* Stored data *
◆ ◆ ◆
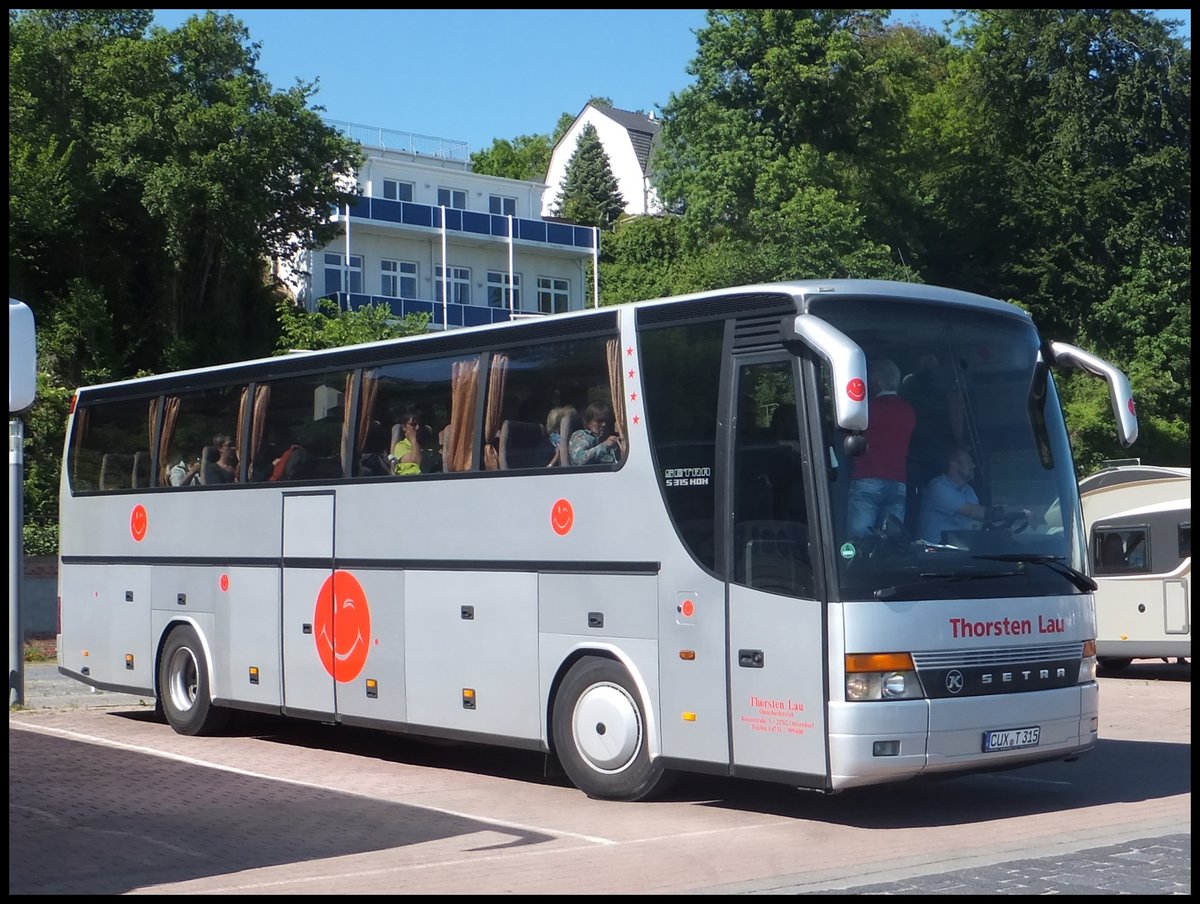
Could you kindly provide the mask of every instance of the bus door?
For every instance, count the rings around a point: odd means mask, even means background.
[[[790,355],[734,361],[727,453],[731,737],[735,774],[826,774],[824,630]]]
[[[335,710],[333,502],[333,493],[283,497],[283,705],[291,713]]]

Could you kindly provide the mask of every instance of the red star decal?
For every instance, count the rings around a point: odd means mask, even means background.
[[[629,379],[631,379],[631,380],[633,379],[633,371],[632,370],[629,372]]]
[[[632,356],[633,356],[633,346],[631,345],[631,346],[629,346],[629,348],[625,349],[625,357],[630,358]]]
[[[638,415],[636,415],[636,414],[635,414],[635,415],[633,416],[633,422],[634,422],[635,424],[637,424],[637,423],[639,423],[639,422],[640,422],[640,418],[639,418],[639,416],[638,416]]]
[[[631,401],[631,402],[637,401],[637,393],[636,392],[629,393],[629,401]]]

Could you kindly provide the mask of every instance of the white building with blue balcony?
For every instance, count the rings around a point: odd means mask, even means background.
[[[542,216],[547,186],[472,172],[463,142],[329,122],[362,146],[360,190],[331,213],[343,228],[277,275],[308,310],[386,304],[453,329],[581,310],[599,233]]]

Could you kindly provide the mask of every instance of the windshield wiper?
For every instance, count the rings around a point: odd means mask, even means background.
[[[978,556],[976,558],[979,558]],[[1015,578],[1022,576],[1020,571],[968,571],[959,574],[945,574],[940,571],[922,572],[920,577],[923,581],[912,581],[908,584],[896,584],[892,587],[880,587],[875,591],[875,599],[891,600],[895,599],[902,593],[908,593],[912,590],[919,590],[926,586],[930,581],[940,584],[949,584],[953,581],[975,581],[984,580],[987,578]]]
[[[1066,563],[1066,556],[1031,556],[1022,553],[1010,553],[994,556],[975,556],[975,558],[988,559],[992,562],[1020,562],[1022,564],[1029,562],[1034,565],[1045,565],[1052,571],[1057,571],[1080,590],[1091,592],[1097,587],[1096,582],[1090,577],[1068,565]]]

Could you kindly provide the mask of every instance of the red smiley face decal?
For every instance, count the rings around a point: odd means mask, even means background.
[[[570,533],[574,523],[575,510],[571,508],[571,503],[565,499],[554,503],[553,508],[550,509],[550,526],[554,528],[554,532],[560,537],[565,537]]]
[[[855,377],[846,384],[846,395],[850,397],[851,402],[861,402],[867,397],[867,384]]]
[[[129,533],[133,535],[133,539],[138,543],[142,542],[142,538],[146,536],[146,528],[150,526],[150,519],[146,515],[145,506],[135,505],[133,511],[129,513]]]
[[[353,681],[367,662],[371,611],[362,585],[348,571],[335,571],[317,594],[313,639],[325,671],[335,681]]]

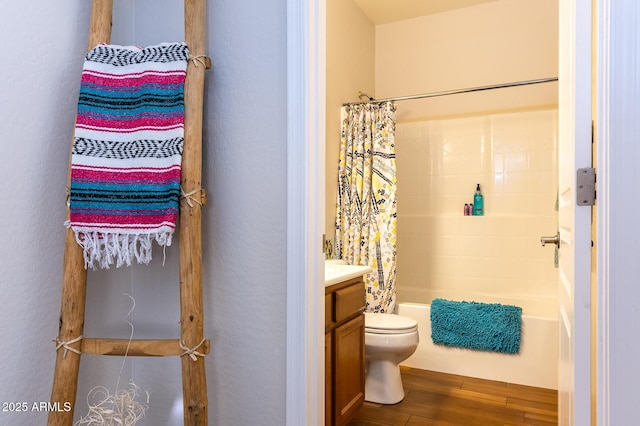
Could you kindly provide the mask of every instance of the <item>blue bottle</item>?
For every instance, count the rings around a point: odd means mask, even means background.
[[[480,191],[480,184],[476,186],[476,193],[473,194],[473,215],[484,216],[484,199]]]

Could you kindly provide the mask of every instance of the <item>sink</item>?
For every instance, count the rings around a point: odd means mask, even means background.
[[[347,265],[342,260],[326,260],[324,263],[324,286],[360,277],[373,271],[368,266]]]

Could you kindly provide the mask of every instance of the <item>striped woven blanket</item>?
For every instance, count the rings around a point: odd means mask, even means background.
[[[151,260],[171,245],[184,143],[184,43],[99,45],[85,58],[69,221],[85,267]]]

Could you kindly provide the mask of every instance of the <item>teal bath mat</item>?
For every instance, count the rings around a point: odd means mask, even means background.
[[[499,303],[431,302],[433,343],[515,354],[520,351],[522,308]]]

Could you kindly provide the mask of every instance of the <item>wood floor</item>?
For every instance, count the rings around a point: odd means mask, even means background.
[[[558,393],[504,382],[402,368],[405,398],[364,403],[347,426],[549,426]]]

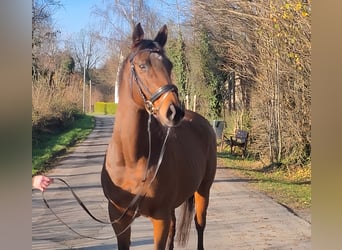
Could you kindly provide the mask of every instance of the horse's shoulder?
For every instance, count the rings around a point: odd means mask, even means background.
[[[204,118],[199,113],[193,112],[191,110],[185,111],[184,121],[191,124],[197,124],[200,126],[210,126],[209,121]]]
[[[182,130],[185,133],[195,133],[196,135],[201,136],[207,134],[209,137],[212,137],[214,134],[209,121],[202,115],[190,110],[185,111],[185,116],[180,127],[182,127]]]

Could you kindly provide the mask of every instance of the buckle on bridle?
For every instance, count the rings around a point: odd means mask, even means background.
◆ ◆ ◆
* PROMPT *
Each entry above should be returned exactly as written, minus its pictures.

* PROBLEM SOLUTION *
Could you kindly provide the mask of every instance of the bus door?
For every instance, count the rings around a point: odd means mask, even means background.
[[[790,355],[734,361],[727,453],[731,737],[735,774],[826,774],[824,630]]]
[[[335,710],[333,502],[333,493],[283,497],[283,705],[291,713]]]

Could you kindly provide the mask of every instance of the red star decal?
For every instance, count the rings around a point: odd means mask, even means background.
[[[629,379],[631,379],[631,380],[633,379],[633,371],[632,370],[629,372]]]
[[[632,356],[633,356],[633,346],[631,345],[631,346],[629,346],[629,348],[625,349],[625,357],[630,358]]]
[[[638,415],[636,415],[636,414],[635,414],[635,415],[633,416],[633,422],[634,422],[635,424],[637,424],[637,423],[639,423],[639,422],[640,422],[640,418],[639,418],[639,416],[638,416]]]
[[[631,401],[631,402],[637,401],[637,393],[636,392],[629,393],[629,401]]]

Could you kindly provide the mask of every instance of the white building with blue balcony?
For every instance, count the rings around a point: odd means mask, even means background.
[[[542,216],[547,186],[472,172],[463,142],[329,122],[362,146],[360,190],[331,213],[343,228],[277,275],[308,310],[386,304],[453,329],[581,310],[599,233]]]

Could you kindly provide the mask of every instance of the windshield wiper?
For every instance, count the rings around a point: odd means mask, even means background.
[[[978,556],[976,558],[979,558]],[[1015,578],[1022,576],[1020,571],[968,571],[959,574],[945,574],[940,571],[922,572],[920,577],[923,581],[912,581],[908,584],[896,584],[892,587],[880,587],[875,591],[875,599],[891,600],[895,599],[902,593],[908,593],[912,590],[919,590],[926,586],[930,581],[940,584],[949,584],[953,581],[975,581],[984,580],[987,578]]]
[[[1066,563],[1066,556],[1031,556],[1022,553],[1010,553],[994,556],[975,556],[975,558],[988,559],[992,562],[1020,562],[1022,564],[1029,562],[1034,565],[1045,565],[1052,571],[1057,571],[1080,590],[1091,592],[1097,587],[1096,582],[1090,577],[1068,565]]]

Could you kindly provide the mask of every instance of the red smiley face decal?
For every instance, count the rings around a point: odd means mask, even means background.
[[[570,533],[574,523],[575,510],[571,508],[571,503],[565,499],[554,503],[553,508],[550,509],[550,526],[554,528],[554,532],[560,537],[565,537]]]
[[[855,377],[846,384],[846,395],[850,397],[851,402],[861,402],[867,397],[867,384]]]
[[[129,533],[133,535],[133,539],[138,543],[142,542],[142,538],[146,536],[146,528],[150,526],[150,519],[146,515],[145,506],[135,505],[133,511],[129,513]]]
[[[353,681],[367,662],[371,611],[362,585],[348,571],[335,571],[317,594],[313,639],[325,671],[335,681]]]

Could you kindly provide the mask of every instance of the <item>blue bottle</item>?
For every instance, count the rings around a point: odd means mask, even means background.
[[[480,191],[480,184],[476,186],[476,193],[473,194],[473,215],[484,216],[484,199]]]

Could you kindly provide the mask of every instance of the <item>sink</item>?
For every instance, count the rings around a point: odd means mask, even means background.
[[[347,265],[342,260],[326,260],[324,263],[324,286],[360,277],[373,271],[368,266]]]

Could you kindly provide the mask of every instance of the <item>striped woven blanket</item>?
For every instance, count the rings around a point: odd means mask, even means background.
[[[151,260],[171,245],[184,143],[184,43],[99,45],[85,58],[69,221],[85,267]]]

Could you kindly provide the mask of every instance of the <item>teal bath mat</item>?
For every instance, count the rings around a point: odd means mask, even means background.
[[[499,303],[431,302],[433,343],[515,354],[520,351],[522,308]]]

Could you kindly provide the mask of every instance of the <item>wood floor</item>?
For every instance, count the rings around a point: odd means mask, even means background.
[[[558,393],[504,382],[402,368],[405,398],[364,403],[347,426],[549,426]]]

Could you kindly provide the mask of every instance of the horse's shoulder?
For every instance, count the rings around a point: odd means mask, even means background.
[[[204,118],[199,113],[193,112],[191,110],[185,111],[184,121],[191,124],[197,124],[200,126],[210,126],[209,121]]]
[[[182,130],[185,133],[195,133],[196,135],[201,136],[207,134],[209,137],[212,137],[214,134],[209,121],[202,115],[190,110],[185,111],[185,116],[180,127],[182,127]]]

Could you kindly provide the mask of every instance of the buckle on bridle?
For every instance, count the rings around a point: odd means mask, even means background.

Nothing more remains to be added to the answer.